** Begin **
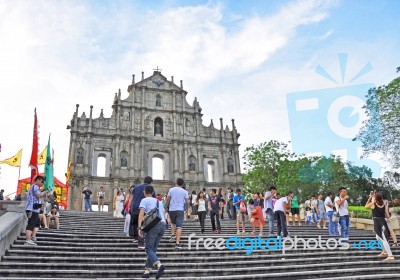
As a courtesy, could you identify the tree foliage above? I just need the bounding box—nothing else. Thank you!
[357,67,400,168]
[243,140,384,204]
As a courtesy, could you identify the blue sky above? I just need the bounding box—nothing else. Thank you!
[0,0,400,197]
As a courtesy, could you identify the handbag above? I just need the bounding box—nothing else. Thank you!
[141,200,162,233]
[240,201,247,213]
[191,205,199,215]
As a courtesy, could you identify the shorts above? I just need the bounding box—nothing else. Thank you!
[169,211,185,228]
[290,208,300,215]
[385,218,392,230]
[318,211,328,221]
[26,211,40,231]
[236,209,246,222]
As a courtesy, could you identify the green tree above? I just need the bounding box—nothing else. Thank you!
[242,140,294,192]
[356,67,400,168]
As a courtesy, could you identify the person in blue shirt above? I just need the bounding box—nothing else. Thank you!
[232,189,246,234]
[25,176,47,246]
[130,176,156,249]
[138,185,167,279]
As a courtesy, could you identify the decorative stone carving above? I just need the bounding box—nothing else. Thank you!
[121,155,128,167]
[135,91,142,103]
[145,116,152,135]
[186,117,196,135]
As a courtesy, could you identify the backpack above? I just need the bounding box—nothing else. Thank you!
[239,201,247,213]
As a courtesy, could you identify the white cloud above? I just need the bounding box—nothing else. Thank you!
[0,0,335,197]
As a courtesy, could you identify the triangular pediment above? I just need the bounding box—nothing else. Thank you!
[135,71,182,91]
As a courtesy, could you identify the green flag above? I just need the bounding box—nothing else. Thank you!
[44,135,54,192]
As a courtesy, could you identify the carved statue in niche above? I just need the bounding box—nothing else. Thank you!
[165,116,172,137]
[228,160,235,173]
[156,94,161,107]
[121,155,128,167]
[145,116,151,134]
[186,118,196,135]
[135,113,142,131]
[155,122,161,135]
[76,149,83,164]
[135,91,142,103]
[189,159,196,171]
[176,116,183,135]
[176,95,182,107]
[108,116,116,128]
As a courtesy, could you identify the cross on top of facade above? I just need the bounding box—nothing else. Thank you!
[153,66,162,72]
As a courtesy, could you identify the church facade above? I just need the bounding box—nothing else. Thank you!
[68,70,241,210]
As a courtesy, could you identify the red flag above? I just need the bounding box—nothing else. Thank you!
[29,108,39,184]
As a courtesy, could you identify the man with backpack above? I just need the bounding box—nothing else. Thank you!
[264,186,276,237]
[130,176,156,249]
[208,189,222,233]
[325,192,338,236]
[232,189,247,234]
[165,178,190,250]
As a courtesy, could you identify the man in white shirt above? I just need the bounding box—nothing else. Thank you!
[274,191,293,237]
[325,192,338,236]
[310,195,319,223]
[165,178,190,249]
[335,188,350,240]
[264,186,276,237]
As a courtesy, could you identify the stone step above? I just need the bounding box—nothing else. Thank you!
[0,263,400,280]
[0,211,400,280]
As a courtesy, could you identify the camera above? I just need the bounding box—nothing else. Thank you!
[33,203,43,209]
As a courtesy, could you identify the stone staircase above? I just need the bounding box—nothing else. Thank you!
[0,211,400,280]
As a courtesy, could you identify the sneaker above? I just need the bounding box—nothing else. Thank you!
[156,265,165,279]
[25,240,37,246]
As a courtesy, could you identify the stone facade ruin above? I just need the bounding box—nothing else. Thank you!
[68,70,241,210]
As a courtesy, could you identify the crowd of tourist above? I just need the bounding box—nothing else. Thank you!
[119,177,398,279]
[25,176,60,246]
[21,176,398,279]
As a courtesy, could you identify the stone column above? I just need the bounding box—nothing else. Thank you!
[183,142,189,180]
[140,138,149,178]
[84,134,91,175]
[129,139,135,178]
[113,137,120,176]
[174,142,179,180]
[197,144,204,181]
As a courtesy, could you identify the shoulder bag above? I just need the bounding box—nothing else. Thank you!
[141,200,162,233]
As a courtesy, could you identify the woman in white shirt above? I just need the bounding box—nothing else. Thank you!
[97,187,105,211]
[114,191,124,218]
[194,191,207,233]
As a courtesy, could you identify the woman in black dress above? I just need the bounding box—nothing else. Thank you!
[365,192,394,261]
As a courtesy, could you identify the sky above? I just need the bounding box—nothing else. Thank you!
[0,0,400,197]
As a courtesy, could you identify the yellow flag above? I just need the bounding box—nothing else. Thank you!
[38,146,47,165]
[65,161,72,185]
[0,149,22,167]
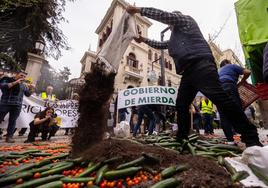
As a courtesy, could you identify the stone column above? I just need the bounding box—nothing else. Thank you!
[25,53,47,84]
[258,100,268,129]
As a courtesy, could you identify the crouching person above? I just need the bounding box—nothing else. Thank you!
[25,107,55,143]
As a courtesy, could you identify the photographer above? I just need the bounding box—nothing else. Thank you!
[25,107,58,143]
[0,71,34,143]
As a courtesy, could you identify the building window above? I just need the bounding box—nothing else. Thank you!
[127,53,139,68]
[99,39,103,47]
[154,53,158,61]
[106,27,112,38]
[168,80,172,87]
[137,25,142,35]
[165,58,168,68]
[168,61,172,70]
[148,50,152,60]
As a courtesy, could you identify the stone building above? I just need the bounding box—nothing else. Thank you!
[80,0,242,93]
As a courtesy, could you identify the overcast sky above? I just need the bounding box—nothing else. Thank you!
[47,0,244,78]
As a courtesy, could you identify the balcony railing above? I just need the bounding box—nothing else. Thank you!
[124,65,143,79]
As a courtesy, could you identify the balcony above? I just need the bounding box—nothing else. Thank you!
[124,65,143,83]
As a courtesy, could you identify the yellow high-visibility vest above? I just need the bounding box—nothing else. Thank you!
[201,100,213,114]
[41,92,56,101]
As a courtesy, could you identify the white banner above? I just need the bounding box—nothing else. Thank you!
[117,86,178,109]
[0,93,78,128]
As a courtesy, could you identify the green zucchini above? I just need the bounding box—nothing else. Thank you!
[36,181,63,188]
[248,164,268,186]
[156,142,181,147]
[6,154,25,159]
[95,165,108,185]
[30,153,52,157]
[103,167,142,180]
[116,156,145,169]
[150,178,181,188]
[61,177,95,183]
[10,163,35,174]
[41,163,74,177]
[14,175,64,188]
[52,161,73,169]
[224,159,236,175]
[46,153,69,160]
[77,163,102,178]
[0,172,33,186]
[210,144,242,152]
[187,143,196,155]
[160,166,176,179]
[218,156,224,166]
[231,171,249,183]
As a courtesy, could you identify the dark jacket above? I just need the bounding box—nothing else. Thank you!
[0,77,31,106]
[263,43,268,83]
[168,19,214,74]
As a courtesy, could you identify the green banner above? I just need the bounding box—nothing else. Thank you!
[235,0,268,84]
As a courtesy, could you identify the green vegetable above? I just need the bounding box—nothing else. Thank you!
[248,164,268,186]
[95,165,108,185]
[77,163,101,178]
[160,166,177,179]
[14,175,64,188]
[210,144,242,152]
[224,159,236,175]
[61,177,95,183]
[116,156,145,169]
[103,167,142,180]
[150,178,181,188]
[232,171,249,182]
[0,172,33,186]
[10,149,41,155]
[30,153,52,157]
[41,163,74,177]
[10,163,35,174]
[218,156,224,166]
[36,181,63,188]
[187,143,196,155]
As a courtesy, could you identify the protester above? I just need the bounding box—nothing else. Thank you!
[190,104,202,133]
[219,59,251,145]
[245,105,256,124]
[118,108,129,122]
[126,6,262,146]
[64,93,79,135]
[133,105,155,137]
[0,71,34,143]
[263,43,268,84]
[200,97,214,135]
[39,86,57,101]
[25,107,56,143]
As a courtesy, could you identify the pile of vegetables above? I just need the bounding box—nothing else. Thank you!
[0,134,268,188]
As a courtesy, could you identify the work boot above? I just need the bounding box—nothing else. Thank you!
[6,136,15,143]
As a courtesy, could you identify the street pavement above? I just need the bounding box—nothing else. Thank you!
[0,129,268,146]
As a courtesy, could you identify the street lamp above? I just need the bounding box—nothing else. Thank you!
[35,39,45,55]
[160,27,170,86]
[148,58,161,83]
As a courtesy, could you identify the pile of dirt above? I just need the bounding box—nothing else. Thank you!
[71,64,115,157]
[82,139,232,188]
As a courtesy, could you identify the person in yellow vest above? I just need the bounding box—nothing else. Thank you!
[200,97,214,135]
[40,86,57,101]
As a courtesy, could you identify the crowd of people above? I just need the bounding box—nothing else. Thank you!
** End **
WHAT YOU SHOULD DO: Set out the lines from the one containing "As a courtesy, could you identify the man in" through the one containing "[33,203,43,209]", both ends included, as a Markdown table with columns Row and Line. Number each row and skip any blank lines.

REPLY TO THE TASK:
| Row | Line |
|---|---|
| 1 | As a courtesy, could you identify the man in white shirt above? I just need the bounding box—nothing else. Thank you! |
| 2 | [274,191,293,237] |
| 3 | [325,192,338,236] |
| 4 | [310,195,319,223] |
| 5 | [165,178,190,249] |
| 6 | [335,188,350,240] |
| 7 | [264,186,276,237] |
| 8 | As a courtesy, could you identify the stone step above? I just need the bounding box—nothing else. Thank you! |
| 9 | [0,263,400,280] |
| 10 | [0,211,400,280] |
| 11 | As a courtesy, could you identify the camera above? I just need the bounding box—nothing else. Thank you! |
| 12 | [33,203,43,209] |